─── Records for this exercise

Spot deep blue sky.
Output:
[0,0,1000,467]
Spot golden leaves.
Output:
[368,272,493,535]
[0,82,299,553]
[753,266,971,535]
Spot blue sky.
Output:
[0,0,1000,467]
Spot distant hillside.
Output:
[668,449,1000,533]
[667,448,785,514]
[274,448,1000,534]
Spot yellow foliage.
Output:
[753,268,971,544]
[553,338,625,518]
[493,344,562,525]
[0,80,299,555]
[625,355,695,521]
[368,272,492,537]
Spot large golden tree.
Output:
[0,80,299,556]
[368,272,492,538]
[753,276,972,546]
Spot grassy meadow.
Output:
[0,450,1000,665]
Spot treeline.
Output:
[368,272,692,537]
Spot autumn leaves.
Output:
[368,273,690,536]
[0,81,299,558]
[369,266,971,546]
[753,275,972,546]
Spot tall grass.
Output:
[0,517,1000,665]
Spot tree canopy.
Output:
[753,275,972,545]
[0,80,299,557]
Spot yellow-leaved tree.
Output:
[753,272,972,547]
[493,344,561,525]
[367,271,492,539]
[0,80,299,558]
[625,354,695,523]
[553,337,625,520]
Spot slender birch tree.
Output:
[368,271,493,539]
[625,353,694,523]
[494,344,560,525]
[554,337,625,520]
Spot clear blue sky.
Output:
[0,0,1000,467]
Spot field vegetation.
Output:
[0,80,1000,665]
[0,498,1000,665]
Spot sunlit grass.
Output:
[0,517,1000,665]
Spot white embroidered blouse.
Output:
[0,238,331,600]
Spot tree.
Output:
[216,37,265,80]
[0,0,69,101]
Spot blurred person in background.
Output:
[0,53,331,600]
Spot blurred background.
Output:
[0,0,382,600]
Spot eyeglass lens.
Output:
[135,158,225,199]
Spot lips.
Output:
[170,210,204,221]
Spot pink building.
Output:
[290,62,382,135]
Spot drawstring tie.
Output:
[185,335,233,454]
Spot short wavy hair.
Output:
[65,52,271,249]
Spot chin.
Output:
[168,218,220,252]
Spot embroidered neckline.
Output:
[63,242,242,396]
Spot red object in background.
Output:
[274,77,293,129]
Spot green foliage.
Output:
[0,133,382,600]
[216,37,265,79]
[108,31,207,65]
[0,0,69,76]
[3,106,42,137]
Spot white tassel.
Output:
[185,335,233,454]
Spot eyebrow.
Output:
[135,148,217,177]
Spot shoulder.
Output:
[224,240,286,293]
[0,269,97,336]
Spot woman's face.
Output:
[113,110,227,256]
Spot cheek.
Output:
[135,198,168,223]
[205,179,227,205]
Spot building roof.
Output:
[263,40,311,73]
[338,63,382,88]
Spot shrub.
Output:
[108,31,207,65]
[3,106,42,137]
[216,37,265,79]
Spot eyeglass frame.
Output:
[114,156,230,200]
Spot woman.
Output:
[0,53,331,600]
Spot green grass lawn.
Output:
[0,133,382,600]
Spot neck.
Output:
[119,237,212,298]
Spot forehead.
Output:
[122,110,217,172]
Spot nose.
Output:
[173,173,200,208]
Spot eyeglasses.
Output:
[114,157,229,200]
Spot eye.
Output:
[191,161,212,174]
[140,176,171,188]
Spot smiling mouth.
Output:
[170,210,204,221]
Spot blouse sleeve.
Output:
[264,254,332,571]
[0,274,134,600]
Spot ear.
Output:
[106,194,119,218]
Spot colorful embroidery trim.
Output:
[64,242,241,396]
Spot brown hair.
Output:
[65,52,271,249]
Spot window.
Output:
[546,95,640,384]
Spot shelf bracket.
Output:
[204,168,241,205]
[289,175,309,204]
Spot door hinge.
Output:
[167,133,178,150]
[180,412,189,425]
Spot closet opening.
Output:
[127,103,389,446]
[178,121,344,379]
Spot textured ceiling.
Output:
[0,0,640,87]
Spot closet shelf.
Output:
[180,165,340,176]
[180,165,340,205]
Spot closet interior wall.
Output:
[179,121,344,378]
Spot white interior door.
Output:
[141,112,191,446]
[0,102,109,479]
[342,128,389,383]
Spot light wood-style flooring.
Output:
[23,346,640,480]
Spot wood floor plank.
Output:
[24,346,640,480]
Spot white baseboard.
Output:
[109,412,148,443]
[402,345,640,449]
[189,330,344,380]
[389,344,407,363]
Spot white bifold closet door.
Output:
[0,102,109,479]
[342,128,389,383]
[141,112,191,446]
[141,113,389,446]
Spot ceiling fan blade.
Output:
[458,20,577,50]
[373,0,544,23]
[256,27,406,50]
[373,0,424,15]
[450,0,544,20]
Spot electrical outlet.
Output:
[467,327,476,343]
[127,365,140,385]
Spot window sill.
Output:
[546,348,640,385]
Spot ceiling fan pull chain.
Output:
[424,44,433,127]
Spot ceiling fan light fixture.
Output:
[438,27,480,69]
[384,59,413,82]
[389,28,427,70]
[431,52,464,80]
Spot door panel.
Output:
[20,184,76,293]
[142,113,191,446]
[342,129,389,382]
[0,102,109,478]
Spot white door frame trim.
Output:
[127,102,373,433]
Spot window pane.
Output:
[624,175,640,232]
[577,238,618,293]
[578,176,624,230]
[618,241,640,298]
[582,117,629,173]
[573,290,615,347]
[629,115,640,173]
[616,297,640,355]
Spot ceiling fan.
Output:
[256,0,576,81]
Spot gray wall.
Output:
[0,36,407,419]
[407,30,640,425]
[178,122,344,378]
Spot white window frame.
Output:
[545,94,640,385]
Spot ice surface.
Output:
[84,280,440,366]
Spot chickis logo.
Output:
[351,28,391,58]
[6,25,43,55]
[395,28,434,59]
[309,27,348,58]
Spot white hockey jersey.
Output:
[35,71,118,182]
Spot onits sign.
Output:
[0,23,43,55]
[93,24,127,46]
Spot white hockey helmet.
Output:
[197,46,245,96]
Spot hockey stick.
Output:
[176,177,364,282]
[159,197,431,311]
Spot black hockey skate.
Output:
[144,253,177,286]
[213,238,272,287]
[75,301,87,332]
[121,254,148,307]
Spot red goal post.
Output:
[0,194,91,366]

──────

▶ [Problem]:
Format every line of the items above as a Markdown table with the columns "Row" and "Text", numbering each row and leaving out blank lines.

▶ [Task solution]:
| Row | Text |
|---|---|
| 1 | Spot deep blue sky. |
| 2 | Output: |
| 3 | [0,0,1000,467] |
| 4 | Spot golden leaves. |
| 5 | Output: |
| 6 | [368,272,493,535] |
| 7 | [0,82,299,553] |
| 8 | [753,266,971,535] |
| 9 | Spot blue sky. |
| 10 | Output: |
| 11 | [0,0,1000,467] |
| 12 | Spot distant hillside. |
| 13 | Output: |
| 14 | [668,449,1000,533] |
| 15 | [667,448,785,514] |
| 16 | [274,448,1000,534] |
| 17 | Spot yellow foliage. |
| 18 | Output: |
| 19 | [753,268,971,544] |
| 20 | [553,338,625,518] |
| 21 | [493,344,562,525] |
| 22 | [0,80,299,555] |
| 23 | [625,355,695,521] |
| 24 | [368,272,492,537] |
| 25 | Spot large golden tree. |
| 26 | Output: |
| 27 | [0,80,299,556] |
| 28 | [368,272,492,538] |
| 29 | [753,276,972,546] |
| 30 | Spot grassy meadow. |
| 31 | Output: |
| 32 | [0,450,1000,665] |
| 33 | Spot treeline. |
| 34 | Output: |
| 35 | [368,272,692,537] |
| 36 | Spot autumn leaves. |
| 37 | Output: |
| 38 | [368,273,690,536] |
| 39 | [0,81,299,558] |
| 40 | [369,266,971,546] |
| 41 | [753,275,972,546] |
| 42 | Spot tall grass. |
| 43 | Output: |
| 44 | [0,517,1000,665] |
| 45 | Spot tree canopy. |
| 46 | Output: |
| 47 | [753,275,972,545] |
| 48 | [0,80,299,557] |
| 49 | Spot yellow-leaved tree. |
| 50 | Output: |
| 51 | [753,272,972,547] |
| 52 | [493,344,561,525] |
| 53 | [367,271,492,539] |
| 54 | [0,80,299,558] |
| 55 | [625,354,695,523] |
| 56 | [553,337,625,520] |
| 57 | Spot slender birch tree. |
| 58 | Output: |
| 59 | [368,271,493,539] |
| 60 | [625,353,694,523] |
| 61 | [494,344,560,525] |
| 62 | [554,337,625,520] |
| 63 | Spot clear blue sky. |
| 64 | Output: |
| 65 | [0,0,1000,467] |
| 66 | Spot field vegetation. |
| 67 | Output: |
| 68 | [0,80,1000,665] |
| 69 | [0,498,1000,665] |
| 70 | Spot sunlit grass. |
| 71 | Output: |
| 72 | [0,517,1000,665] |
| 73 | Spot white embroidered blouse. |
| 74 | Output: |
| 75 | [0,238,331,600] |
| 76 | Spot tree. |
| 77 | Output: |
| 78 | [216,37,265,80] |
| 79 | [0,0,69,101] |
| 80 | Spot blurred person in background. |
| 81 | Output: |
| 82 | [0,53,331,600] |
| 83 | Spot blurred background. |
| 84 | Output: |
| 85 | [0,0,382,600] |
| 86 | Spot eyeglass lens. |
| 87 | Output: |
| 88 | [135,158,225,199] |
| 89 | Spot lips. |
| 90 | Output: |
| 91 | [170,210,204,221] |
| 92 | Spot pink building. |
| 93 | Output: |
| 94 | [290,62,382,135] |
| 95 | Spot drawstring tie. |
| 96 | Output: |
| 97 | [185,335,233,454] |
| 98 | Spot short wavy hair. |
| 99 | Output: |
| 100 | [65,52,271,249] |
| 101 | Spot chin. |
| 102 | Output: |
| 103 | [168,218,220,252] |
| 104 | Spot embroidered neckline. |
| 105 | Output: |
| 106 | [63,242,242,396] |
| 107 | Spot red object in background. |
| 108 | Output: |
| 109 | [274,77,293,129] |
| 110 | Spot green foliage. |
| 111 | Output: |
| 112 | [0,133,382,600] |
| 113 | [216,37,265,79] |
| 114 | [108,31,207,65] |
| 115 | [0,0,69,76] |
| 116 | [3,106,42,137] |
| 117 | Spot white tassel. |
| 118 | Output: |
| 119 | [185,335,233,454] |
| 120 | Spot eyebrow. |
| 121 | Output: |
| 122 | [135,148,217,177] |
| 123 | Spot shoulder. |
| 124 | Output: |
| 125 | [224,240,286,293] |
| 126 | [0,269,97,336] |
| 127 | Spot woman's face. |
| 128 | Output: |
| 129 | [113,110,227,256] |
| 130 | Spot cheek. |
| 131 | Output: |
| 132 | [135,198,168,223] |
| 133 | [205,179,227,205] |
| 134 | Spot building roof. |
| 135 | Output: |
| 136 | [263,40,311,73] |
| 137 | [338,63,382,88] |
| 138 | Spot shrub. |
| 139 | Output: |
| 140 | [108,31,207,65] |
| 141 | [3,106,42,137] |
| 142 | [216,37,265,79] |
| 143 | Spot eyeglass frame. |
| 144 | Output: |
| 145 | [114,156,230,200] |
| 146 | Spot woman. |
| 147 | Output: |
| 148 | [0,53,331,600] |
| 149 | Spot green grass lawn. |
| 150 | Output: |
| 151 | [0,133,382,600] |
| 152 | Spot neck. |
| 153 | Output: |
| 154 | [119,237,212,298] |
| 155 | Spot forehead. |
| 156 | Output: |
| 157 | [122,110,217,172] |
| 158 | Spot nose. |
| 159 | Output: |
| 160 | [173,173,200,208] |
| 161 | Spot eyeglasses. |
| 162 | Output: |
| 163 | [114,157,229,200] |
| 164 | Spot eye. |
| 165 | Output: |
| 166 | [191,161,212,174] |
| 167 | [140,176,171,188] |
| 168 | Spot smiling mouth. |
| 169 | Output: |
| 170 | [170,210,204,221] |
| 171 | Spot blouse sleeve. |
| 172 | Output: |
| 173 | [264,254,332,571] |
| 174 | [0,274,134,600] |
| 175 | Spot ear. |
| 176 | Output: |
| 177 | [106,194,119,218] |
| 178 | Spot colorful embroidery trim. |
| 179 | Output: |
| 180 | [64,242,241,396] |
| 181 | Spot brown hair. |
| 182 | Output: |
| 183 | [65,52,271,249] |
| 184 | Spot window. |
| 185 | Output: |
| 186 | [546,95,640,384] |
| 187 | Spot shelf bracket. |
| 188 | Output: |
| 189 | [204,168,241,205] |
| 190 | [289,175,309,204] |
| 191 | Spot door hinge. |
| 192 | Output: |
| 193 | [167,133,178,150] |
| 194 | [180,412,189,425] |
| 195 | Spot closet opening. |
| 196 | Output: |
| 197 | [127,103,389,446] |
| 198 | [178,121,344,379] |
| 199 | Spot textured ceiling. |
| 200 | Output: |
| 201 | [0,0,640,87] |
| 202 | Spot closet shelf. |
| 203 | Output: |
| 204 | [180,165,340,176] |
| 205 | [180,165,340,205] |
| 206 | Spot closet interior wall. |
| 207 | Output: |
| 208 | [179,121,344,378] |
| 209 | Spot white interior door. |
| 210 | Output: |
| 211 | [141,112,191,446] |
| 212 | [0,102,109,479] |
| 213 | [342,128,389,383] |
| 214 | Spot light wood-style flooring. |
| 215 | Output: |
| 216 | [23,346,640,480] |
| 217 | Spot wood floor plank. |
| 218 | Output: |
| 219 | [24,346,640,480] |
| 220 | Spot white baseboard. |
| 221 | Output: |
| 222 | [109,412,148,443] |
| 223 | [402,345,640,449] |
| 224 | [189,330,344,380] |
| 225 | [389,344,407,363] |
| 226 | Spot white bifold closet door. |
| 227 | Output: |
| 228 | [0,102,109,479] |
| 229 | [342,128,389,383] |
| 230 | [141,112,191,446] |
| 231 | [141,113,389,446] |
| 232 | Spot ceiling fan blade. |
| 233 | Output: |
| 234 | [458,20,577,50] |
| 235 | [373,0,544,23] |
| 236 | [256,27,406,50] |
| 237 | [373,0,424,15] |
| 238 | [450,0,544,20] |
| 239 | Spot electrical outlet. |
| 240 | Output: |
| 241 | [467,327,476,343] |
| 242 | [127,365,140,385] |
| 243 | Spot window sill. |
| 244 | Output: |
| 245 | [546,348,640,385] |
| 246 | Spot ceiling fan pull chain. |
| 247 | Output: |
| 248 | [424,44,433,127] |
| 249 | Spot ceiling fan light fixture. |
| 250 | Output: |
| 251 | [438,27,480,69] |
| 252 | [384,59,413,82] |
| 253 | [389,28,427,70] |
| 254 | [431,52,464,80] |
| 255 | Spot door panel. |
| 256 | Output: |
| 257 | [20,184,76,293] |
| 258 | [142,113,191,446] |
| 259 | [342,129,389,382] |
| 260 | [0,102,109,478] |
| 261 | Spot white door frame trim. |
| 262 | Output: |
| 263 | [127,102,373,433] |
| 264 | Spot window pane. |
| 265 | Output: |
| 266 | [624,175,640,232] |
| 267 | [577,238,618,293] |
| 268 | [578,176,624,230] |
| 269 | [618,241,640,298] |
| 270 | [582,117,629,173] |
| 271 | [573,290,615,347] |
| 272 | [629,115,640,173] |
| 273 | [616,297,640,355] |
| 274 | Spot ceiling fan. |
| 275 | Output: |
| 276 | [256,0,576,81] |
| 277 | Spot gray wall. |
| 278 | Output: |
| 279 | [0,36,407,419] |
| 280 | [407,30,640,425] |
| 281 | [178,122,344,378] |
| 282 | Spot white window frame. |
| 283 | Output: |
| 284 | [545,94,640,385] |
| 285 | Spot ice surface. |
| 286 | Output: |
| 287 | [84,280,440,366] |
| 288 | Spot chickis logo. |
| 289 | Output: |
| 290 | [351,28,391,58] |
| 291 | [6,25,43,55] |
| 292 | [395,28,434,59] |
| 293 | [309,27,348,58] |
| 294 | Spot white hockey jersey. |
| 295 | Output: |
| 296 | [35,71,118,182] |
| 297 | Spot onits sign. |
| 298 | Output: |
| 299 | [0,23,43,55] |
| 300 | [93,24,127,46] |
| 301 | Spot white hockey helmet. |
| 302 | Output: |
| 303 | [197,46,245,96] |
| 304 | Spot hockey stick. |
| 305 | Output: |
| 306 | [176,177,364,282] |
| 307 | [159,197,431,311] |
| 308 | Spot black hockey skate. |
| 309 | Output: |
| 310 | [144,253,177,286] |
| 311 | [213,238,272,287] |
| 312 | [75,301,87,332] |
| 313 | [121,254,148,307] |
| 314 | Spot red goal post. |
| 315 | Output: |
| 316 | [0,194,91,366] |